What the task asks
Rewrite everything from the start of the entries down to the line containing "negative clicks: (486, 99)", substituting "points" for every "clicks" and leaving all else unchanged.

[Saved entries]
#####

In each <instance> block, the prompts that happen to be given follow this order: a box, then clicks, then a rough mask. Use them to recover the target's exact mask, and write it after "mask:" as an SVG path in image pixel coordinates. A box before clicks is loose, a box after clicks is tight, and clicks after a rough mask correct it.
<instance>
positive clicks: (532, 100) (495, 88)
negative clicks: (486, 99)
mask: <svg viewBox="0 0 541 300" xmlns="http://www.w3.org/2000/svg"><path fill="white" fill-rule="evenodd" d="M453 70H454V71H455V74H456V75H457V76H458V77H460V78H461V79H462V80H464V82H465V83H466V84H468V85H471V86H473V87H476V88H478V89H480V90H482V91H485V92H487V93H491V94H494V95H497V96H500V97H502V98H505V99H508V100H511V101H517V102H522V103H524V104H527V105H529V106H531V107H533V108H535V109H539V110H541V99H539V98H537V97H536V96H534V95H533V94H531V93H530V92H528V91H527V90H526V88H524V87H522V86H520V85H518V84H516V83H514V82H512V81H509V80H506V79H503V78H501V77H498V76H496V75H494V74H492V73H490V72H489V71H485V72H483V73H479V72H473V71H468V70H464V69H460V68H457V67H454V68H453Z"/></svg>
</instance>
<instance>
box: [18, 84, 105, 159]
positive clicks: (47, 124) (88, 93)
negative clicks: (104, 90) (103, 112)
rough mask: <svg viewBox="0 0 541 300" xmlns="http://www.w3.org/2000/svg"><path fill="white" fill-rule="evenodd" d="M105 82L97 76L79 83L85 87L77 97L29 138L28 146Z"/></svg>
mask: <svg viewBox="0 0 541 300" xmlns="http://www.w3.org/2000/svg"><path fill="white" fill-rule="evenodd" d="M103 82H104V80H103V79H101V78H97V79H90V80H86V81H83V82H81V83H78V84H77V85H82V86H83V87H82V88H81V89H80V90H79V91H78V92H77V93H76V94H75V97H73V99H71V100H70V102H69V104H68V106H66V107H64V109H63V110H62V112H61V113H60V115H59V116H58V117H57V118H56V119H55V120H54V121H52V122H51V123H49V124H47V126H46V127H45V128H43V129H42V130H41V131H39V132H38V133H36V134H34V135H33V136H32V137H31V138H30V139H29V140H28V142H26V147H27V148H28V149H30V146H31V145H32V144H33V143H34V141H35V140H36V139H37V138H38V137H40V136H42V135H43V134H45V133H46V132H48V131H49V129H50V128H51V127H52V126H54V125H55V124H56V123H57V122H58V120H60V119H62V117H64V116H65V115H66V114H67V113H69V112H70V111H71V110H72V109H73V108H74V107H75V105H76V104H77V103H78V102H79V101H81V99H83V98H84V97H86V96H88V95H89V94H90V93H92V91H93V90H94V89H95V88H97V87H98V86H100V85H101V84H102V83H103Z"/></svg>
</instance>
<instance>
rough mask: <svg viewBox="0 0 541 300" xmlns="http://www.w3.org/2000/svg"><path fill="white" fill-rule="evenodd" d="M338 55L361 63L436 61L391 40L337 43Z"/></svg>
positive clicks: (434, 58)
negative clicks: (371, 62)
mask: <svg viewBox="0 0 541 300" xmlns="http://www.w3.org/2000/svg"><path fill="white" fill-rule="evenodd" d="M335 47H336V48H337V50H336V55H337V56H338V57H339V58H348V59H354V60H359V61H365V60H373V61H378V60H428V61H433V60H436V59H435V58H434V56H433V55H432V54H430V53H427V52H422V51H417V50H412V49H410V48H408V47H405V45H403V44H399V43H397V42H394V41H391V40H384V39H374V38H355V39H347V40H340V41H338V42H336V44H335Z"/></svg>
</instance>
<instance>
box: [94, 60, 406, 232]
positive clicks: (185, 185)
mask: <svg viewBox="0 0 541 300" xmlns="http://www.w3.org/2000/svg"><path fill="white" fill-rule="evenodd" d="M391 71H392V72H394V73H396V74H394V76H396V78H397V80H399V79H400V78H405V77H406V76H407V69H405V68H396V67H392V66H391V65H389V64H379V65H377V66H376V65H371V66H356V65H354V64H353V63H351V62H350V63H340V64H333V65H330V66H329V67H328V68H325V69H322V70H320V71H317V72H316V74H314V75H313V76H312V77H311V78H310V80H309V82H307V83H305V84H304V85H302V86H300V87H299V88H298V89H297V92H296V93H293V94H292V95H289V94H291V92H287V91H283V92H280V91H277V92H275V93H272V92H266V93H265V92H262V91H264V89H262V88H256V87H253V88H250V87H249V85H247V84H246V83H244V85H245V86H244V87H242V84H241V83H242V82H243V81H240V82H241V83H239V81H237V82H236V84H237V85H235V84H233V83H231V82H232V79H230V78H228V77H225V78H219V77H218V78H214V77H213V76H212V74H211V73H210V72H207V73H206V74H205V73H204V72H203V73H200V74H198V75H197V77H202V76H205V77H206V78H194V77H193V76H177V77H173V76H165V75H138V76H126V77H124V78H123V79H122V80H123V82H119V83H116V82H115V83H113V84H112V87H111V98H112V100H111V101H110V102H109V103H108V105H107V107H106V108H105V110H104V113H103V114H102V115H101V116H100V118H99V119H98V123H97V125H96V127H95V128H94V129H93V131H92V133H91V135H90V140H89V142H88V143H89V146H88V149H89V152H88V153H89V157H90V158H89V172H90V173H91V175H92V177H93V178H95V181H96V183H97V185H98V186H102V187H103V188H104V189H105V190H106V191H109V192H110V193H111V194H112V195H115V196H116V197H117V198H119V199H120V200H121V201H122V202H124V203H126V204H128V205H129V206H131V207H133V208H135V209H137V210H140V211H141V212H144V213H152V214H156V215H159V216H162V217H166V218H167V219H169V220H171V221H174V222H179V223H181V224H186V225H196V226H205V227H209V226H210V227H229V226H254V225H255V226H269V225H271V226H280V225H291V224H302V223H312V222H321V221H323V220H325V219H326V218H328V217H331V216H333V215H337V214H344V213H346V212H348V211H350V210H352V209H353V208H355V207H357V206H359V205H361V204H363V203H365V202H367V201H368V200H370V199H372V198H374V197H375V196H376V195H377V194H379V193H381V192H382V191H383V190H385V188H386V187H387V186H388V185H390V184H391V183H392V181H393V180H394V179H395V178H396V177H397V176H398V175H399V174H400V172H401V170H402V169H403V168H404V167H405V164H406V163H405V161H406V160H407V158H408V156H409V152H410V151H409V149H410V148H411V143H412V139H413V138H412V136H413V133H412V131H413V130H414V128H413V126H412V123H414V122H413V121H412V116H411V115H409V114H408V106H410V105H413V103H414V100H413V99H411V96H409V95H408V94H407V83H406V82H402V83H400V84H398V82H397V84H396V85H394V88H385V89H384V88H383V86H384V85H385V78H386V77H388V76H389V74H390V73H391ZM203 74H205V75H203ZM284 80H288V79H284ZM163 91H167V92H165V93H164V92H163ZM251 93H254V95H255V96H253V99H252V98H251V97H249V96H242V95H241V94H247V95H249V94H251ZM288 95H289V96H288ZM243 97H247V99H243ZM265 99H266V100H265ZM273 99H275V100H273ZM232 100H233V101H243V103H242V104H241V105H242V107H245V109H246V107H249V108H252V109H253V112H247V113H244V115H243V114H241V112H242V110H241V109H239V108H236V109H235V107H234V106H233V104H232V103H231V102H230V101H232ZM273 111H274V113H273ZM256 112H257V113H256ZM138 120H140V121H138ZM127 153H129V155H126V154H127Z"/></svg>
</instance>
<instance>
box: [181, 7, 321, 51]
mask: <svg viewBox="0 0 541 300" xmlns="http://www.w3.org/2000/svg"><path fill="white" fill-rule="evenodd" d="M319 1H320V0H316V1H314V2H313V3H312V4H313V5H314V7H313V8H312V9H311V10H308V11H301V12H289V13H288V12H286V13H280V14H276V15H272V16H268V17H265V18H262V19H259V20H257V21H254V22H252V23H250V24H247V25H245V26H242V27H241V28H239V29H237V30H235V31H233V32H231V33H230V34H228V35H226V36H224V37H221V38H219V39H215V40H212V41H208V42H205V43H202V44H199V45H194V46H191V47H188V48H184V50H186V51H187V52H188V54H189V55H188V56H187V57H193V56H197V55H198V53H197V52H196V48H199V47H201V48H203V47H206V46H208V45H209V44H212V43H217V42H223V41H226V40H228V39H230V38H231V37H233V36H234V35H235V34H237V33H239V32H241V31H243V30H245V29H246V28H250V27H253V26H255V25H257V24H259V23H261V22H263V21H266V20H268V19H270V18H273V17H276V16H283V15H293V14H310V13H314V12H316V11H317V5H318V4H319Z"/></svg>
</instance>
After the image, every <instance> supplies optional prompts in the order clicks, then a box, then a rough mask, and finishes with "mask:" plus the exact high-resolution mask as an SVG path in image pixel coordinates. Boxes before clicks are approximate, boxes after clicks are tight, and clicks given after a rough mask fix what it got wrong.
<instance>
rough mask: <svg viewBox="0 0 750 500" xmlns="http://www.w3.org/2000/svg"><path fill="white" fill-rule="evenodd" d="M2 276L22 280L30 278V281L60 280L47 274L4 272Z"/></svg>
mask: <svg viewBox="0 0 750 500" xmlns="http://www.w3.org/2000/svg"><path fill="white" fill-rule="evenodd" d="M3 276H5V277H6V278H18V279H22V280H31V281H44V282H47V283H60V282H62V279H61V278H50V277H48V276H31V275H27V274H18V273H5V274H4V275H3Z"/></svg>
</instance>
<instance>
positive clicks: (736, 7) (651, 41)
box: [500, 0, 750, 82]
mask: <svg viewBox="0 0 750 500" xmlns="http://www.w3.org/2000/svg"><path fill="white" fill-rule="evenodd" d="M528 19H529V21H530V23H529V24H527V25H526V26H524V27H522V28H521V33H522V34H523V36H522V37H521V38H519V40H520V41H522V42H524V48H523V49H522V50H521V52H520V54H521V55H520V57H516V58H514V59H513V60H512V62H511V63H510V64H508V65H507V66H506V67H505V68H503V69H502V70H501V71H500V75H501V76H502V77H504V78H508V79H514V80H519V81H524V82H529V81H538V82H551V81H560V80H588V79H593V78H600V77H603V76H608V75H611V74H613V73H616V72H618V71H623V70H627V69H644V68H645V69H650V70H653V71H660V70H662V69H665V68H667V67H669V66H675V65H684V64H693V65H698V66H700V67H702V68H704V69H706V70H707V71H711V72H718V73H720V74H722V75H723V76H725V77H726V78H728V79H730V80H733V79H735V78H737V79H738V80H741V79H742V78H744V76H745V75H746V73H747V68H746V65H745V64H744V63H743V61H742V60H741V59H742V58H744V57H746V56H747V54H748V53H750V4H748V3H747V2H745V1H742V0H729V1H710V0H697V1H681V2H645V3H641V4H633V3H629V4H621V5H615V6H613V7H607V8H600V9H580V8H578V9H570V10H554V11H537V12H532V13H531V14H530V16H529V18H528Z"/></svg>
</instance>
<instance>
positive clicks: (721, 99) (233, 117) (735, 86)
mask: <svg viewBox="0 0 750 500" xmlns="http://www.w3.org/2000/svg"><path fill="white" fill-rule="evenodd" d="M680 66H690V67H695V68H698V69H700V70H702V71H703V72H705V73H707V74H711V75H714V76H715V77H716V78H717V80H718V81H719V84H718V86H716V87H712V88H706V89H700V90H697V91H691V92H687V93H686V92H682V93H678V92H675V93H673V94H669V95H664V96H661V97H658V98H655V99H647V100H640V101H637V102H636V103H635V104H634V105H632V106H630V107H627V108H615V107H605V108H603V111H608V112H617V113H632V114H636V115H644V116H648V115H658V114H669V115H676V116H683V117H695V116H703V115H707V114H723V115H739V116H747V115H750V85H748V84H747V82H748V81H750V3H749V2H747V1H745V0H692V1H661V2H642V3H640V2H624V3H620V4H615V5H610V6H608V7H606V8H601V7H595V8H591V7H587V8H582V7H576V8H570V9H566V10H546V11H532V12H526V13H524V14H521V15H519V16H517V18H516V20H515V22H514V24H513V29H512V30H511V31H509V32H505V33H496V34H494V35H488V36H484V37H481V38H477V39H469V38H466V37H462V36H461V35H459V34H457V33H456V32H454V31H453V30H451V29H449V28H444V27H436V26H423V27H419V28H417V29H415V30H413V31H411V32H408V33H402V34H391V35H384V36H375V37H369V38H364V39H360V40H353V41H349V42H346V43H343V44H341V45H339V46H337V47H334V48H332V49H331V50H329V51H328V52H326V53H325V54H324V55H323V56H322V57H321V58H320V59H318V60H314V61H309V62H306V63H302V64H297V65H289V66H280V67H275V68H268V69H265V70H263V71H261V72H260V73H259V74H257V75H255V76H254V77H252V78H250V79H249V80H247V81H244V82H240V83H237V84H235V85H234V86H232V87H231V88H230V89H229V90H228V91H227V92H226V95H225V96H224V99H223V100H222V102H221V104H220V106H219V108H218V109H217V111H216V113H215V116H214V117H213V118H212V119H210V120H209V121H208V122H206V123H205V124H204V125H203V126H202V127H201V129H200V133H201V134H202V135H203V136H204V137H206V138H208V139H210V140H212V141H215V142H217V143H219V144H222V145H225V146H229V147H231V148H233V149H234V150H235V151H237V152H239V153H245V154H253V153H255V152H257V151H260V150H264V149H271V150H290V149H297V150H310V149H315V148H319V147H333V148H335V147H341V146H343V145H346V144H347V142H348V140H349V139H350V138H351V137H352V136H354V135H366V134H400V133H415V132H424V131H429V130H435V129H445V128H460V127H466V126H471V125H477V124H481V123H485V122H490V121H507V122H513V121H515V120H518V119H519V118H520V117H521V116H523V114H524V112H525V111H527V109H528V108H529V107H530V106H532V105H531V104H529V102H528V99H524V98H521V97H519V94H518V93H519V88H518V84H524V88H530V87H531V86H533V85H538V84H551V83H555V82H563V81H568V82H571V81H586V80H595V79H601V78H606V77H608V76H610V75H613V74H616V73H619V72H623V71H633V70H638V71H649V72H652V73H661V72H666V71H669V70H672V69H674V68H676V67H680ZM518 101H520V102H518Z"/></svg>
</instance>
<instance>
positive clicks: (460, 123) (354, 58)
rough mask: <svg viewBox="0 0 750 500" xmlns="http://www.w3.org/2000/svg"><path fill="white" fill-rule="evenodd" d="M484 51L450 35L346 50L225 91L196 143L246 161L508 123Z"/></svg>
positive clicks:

#####

Solved problem
In each <instance> block, the prompts that happen to be given follow this order: a box, then points, then a rough mask. Use them to recover the target's exact mask, and write it after "mask:" as an SVG path in image pixel coordinates. A box before points is loose, a box after points is tight, and points after a rough mask correct it.
<instance>
positive points: (532, 100) (495, 88)
negative points: (486, 99)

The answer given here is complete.